Saved data entries
*** Block opens ***
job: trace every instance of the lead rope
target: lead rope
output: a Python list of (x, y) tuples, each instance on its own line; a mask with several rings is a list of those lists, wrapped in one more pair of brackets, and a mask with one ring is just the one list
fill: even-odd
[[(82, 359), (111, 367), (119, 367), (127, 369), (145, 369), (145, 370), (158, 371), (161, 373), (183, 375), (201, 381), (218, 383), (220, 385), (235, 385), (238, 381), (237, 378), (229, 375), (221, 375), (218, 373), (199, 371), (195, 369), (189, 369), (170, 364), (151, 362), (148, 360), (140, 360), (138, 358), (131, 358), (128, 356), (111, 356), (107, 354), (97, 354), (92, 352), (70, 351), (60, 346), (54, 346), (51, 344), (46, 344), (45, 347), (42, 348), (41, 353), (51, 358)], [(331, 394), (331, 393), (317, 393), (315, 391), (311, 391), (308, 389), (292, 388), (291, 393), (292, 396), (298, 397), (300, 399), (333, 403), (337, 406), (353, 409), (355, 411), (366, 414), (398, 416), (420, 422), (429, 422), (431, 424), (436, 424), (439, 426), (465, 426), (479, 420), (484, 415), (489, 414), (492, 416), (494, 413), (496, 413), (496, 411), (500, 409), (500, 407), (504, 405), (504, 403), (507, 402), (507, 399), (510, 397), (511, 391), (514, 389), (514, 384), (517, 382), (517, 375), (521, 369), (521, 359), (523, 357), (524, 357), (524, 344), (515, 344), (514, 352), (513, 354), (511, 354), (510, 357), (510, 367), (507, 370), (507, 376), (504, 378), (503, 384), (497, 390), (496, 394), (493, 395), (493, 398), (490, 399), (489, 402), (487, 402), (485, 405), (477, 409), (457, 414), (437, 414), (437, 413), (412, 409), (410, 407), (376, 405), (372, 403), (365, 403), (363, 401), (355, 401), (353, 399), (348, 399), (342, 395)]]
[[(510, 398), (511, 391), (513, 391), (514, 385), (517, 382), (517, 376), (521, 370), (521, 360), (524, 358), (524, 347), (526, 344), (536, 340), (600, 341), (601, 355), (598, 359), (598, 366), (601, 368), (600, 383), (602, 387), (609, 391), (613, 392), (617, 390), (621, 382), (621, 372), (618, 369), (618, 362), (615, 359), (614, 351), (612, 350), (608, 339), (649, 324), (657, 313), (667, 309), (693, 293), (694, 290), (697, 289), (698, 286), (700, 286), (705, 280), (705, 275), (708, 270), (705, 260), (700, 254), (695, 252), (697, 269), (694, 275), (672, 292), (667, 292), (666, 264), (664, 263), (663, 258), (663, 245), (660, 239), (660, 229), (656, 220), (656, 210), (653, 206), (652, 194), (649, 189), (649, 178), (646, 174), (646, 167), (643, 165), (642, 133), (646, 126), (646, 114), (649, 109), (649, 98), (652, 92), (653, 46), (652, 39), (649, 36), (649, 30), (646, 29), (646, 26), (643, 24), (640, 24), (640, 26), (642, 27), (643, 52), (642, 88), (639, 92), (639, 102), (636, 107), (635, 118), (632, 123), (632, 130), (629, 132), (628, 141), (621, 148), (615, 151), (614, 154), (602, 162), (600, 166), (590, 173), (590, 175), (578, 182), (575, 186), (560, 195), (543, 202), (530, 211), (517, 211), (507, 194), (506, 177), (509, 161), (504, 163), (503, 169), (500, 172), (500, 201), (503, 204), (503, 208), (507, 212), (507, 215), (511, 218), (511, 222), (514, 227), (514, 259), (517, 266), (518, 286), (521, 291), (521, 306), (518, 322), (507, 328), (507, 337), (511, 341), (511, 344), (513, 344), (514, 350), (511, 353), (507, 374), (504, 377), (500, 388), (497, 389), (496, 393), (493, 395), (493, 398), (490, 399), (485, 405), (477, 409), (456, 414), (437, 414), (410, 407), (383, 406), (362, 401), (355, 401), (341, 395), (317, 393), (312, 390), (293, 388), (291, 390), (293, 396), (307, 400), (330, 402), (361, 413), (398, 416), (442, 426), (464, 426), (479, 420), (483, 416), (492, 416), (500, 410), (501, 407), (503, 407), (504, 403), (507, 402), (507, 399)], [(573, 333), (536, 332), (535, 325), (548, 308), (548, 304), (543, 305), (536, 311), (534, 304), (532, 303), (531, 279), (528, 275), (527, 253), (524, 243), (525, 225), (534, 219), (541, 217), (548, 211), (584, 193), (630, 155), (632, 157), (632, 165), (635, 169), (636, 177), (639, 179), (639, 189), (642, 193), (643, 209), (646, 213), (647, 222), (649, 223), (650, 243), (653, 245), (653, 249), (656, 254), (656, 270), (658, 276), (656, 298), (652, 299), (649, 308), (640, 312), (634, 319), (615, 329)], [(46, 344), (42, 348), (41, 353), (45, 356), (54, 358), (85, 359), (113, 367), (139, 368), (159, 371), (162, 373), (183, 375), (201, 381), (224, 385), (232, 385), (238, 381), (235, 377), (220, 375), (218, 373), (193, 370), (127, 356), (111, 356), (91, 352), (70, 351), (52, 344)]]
*** Block closes ***
TASK REQUIREMENTS
Go through the records and print each one exactly.

RESPONSE AREA
job: trace every instance of the lead rope
target: lead rope
output: a Python list of (x, y) tuples, each instance on its own line; a mask with several rings is a list of those lists, wrapped in one more pair of brackets, and a mask with one ring is just the one list
fill: even-odd
[[(82, 359), (111, 367), (119, 367), (127, 369), (145, 369), (145, 370), (158, 371), (161, 373), (183, 375), (201, 381), (218, 383), (220, 385), (235, 385), (238, 381), (237, 378), (229, 375), (221, 375), (218, 373), (199, 371), (195, 369), (189, 369), (170, 364), (151, 362), (148, 360), (140, 360), (138, 358), (131, 358), (128, 356), (111, 356), (107, 354), (97, 354), (92, 352), (70, 351), (60, 346), (54, 346), (51, 344), (46, 344), (45, 347), (42, 348), (41, 353), (51, 358)], [(331, 394), (331, 393), (317, 393), (315, 391), (311, 391), (308, 389), (292, 388), (291, 393), (292, 396), (298, 397), (300, 399), (333, 403), (337, 406), (353, 409), (355, 411), (366, 414), (398, 416), (420, 422), (429, 422), (431, 424), (436, 424), (439, 426), (465, 426), (479, 420), (484, 415), (489, 414), (492, 416), (494, 413), (496, 413), (496, 411), (500, 409), (500, 407), (504, 405), (504, 403), (507, 402), (507, 399), (510, 397), (511, 391), (514, 389), (514, 384), (517, 382), (517, 375), (521, 369), (521, 359), (523, 357), (524, 357), (524, 344), (515, 344), (514, 352), (513, 354), (511, 354), (510, 357), (510, 367), (507, 370), (507, 376), (504, 378), (503, 384), (497, 390), (496, 394), (493, 395), (493, 398), (490, 399), (489, 402), (487, 402), (485, 405), (477, 409), (457, 414), (437, 414), (437, 413), (412, 409), (410, 407), (376, 405), (372, 403), (365, 403), (363, 401), (355, 401), (353, 399), (348, 399), (342, 395)]]
[[(510, 398), (511, 391), (513, 391), (514, 385), (517, 382), (517, 376), (521, 370), (521, 360), (524, 358), (524, 347), (526, 344), (536, 340), (600, 341), (601, 355), (598, 359), (598, 366), (601, 368), (600, 383), (602, 387), (609, 391), (613, 392), (617, 390), (621, 382), (621, 372), (618, 369), (618, 362), (615, 359), (614, 351), (612, 350), (608, 339), (649, 324), (657, 313), (667, 309), (693, 293), (694, 290), (697, 289), (698, 286), (700, 286), (705, 280), (705, 275), (708, 270), (705, 260), (700, 254), (695, 252), (697, 269), (694, 275), (672, 292), (667, 292), (666, 264), (664, 263), (663, 258), (663, 245), (660, 239), (660, 229), (656, 220), (656, 210), (653, 206), (652, 194), (649, 189), (649, 178), (646, 174), (646, 167), (643, 165), (642, 133), (646, 126), (646, 114), (649, 109), (649, 98), (652, 92), (653, 46), (652, 39), (649, 36), (649, 30), (646, 29), (646, 26), (643, 24), (640, 24), (640, 26), (642, 27), (643, 52), (642, 88), (639, 92), (639, 102), (636, 107), (635, 118), (632, 123), (632, 130), (629, 132), (628, 141), (621, 148), (615, 151), (614, 154), (602, 162), (600, 166), (590, 173), (590, 175), (578, 182), (575, 186), (560, 195), (543, 202), (530, 211), (517, 211), (507, 194), (506, 177), (509, 161), (504, 163), (503, 169), (500, 172), (500, 201), (503, 204), (503, 208), (507, 212), (507, 215), (511, 218), (511, 222), (514, 227), (514, 259), (517, 266), (518, 286), (521, 291), (521, 306), (518, 322), (507, 328), (507, 337), (511, 341), (511, 344), (513, 344), (514, 350), (511, 353), (507, 374), (504, 377), (500, 388), (497, 389), (496, 393), (493, 395), (493, 398), (490, 399), (485, 405), (477, 409), (456, 414), (437, 414), (410, 407), (383, 406), (362, 401), (355, 401), (341, 395), (317, 393), (312, 390), (293, 388), (291, 390), (293, 396), (307, 400), (330, 402), (361, 413), (398, 416), (442, 426), (464, 426), (479, 420), (483, 416), (492, 416), (500, 410), (501, 407), (503, 407), (504, 403), (507, 402), (507, 399)], [(573, 333), (536, 332), (535, 325), (548, 308), (548, 304), (543, 305), (536, 311), (534, 304), (532, 303), (531, 279), (528, 275), (527, 253), (524, 243), (525, 225), (534, 219), (541, 217), (548, 211), (584, 193), (630, 155), (632, 157), (632, 165), (635, 169), (636, 177), (639, 179), (639, 189), (642, 193), (643, 209), (646, 213), (647, 222), (649, 223), (650, 243), (653, 245), (653, 249), (656, 254), (656, 270), (658, 276), (656, 298), (652, 299), (649, 308), (640, 312), (634, 319), (615, 329)], [(46, 344), (42, 348), (41, 353), (45, 356), (54, 358), (85, 359), (113, 367), (139, 368), (159, 371), (162, 373), (183, 375), (201, 381), (224, 385), (232, 385), (238, 381), (235, 377), (220, 375), (218, 373), (193, 370), (127, 356), (111, 356), (91, 352), (70, 351), (52, 344)]]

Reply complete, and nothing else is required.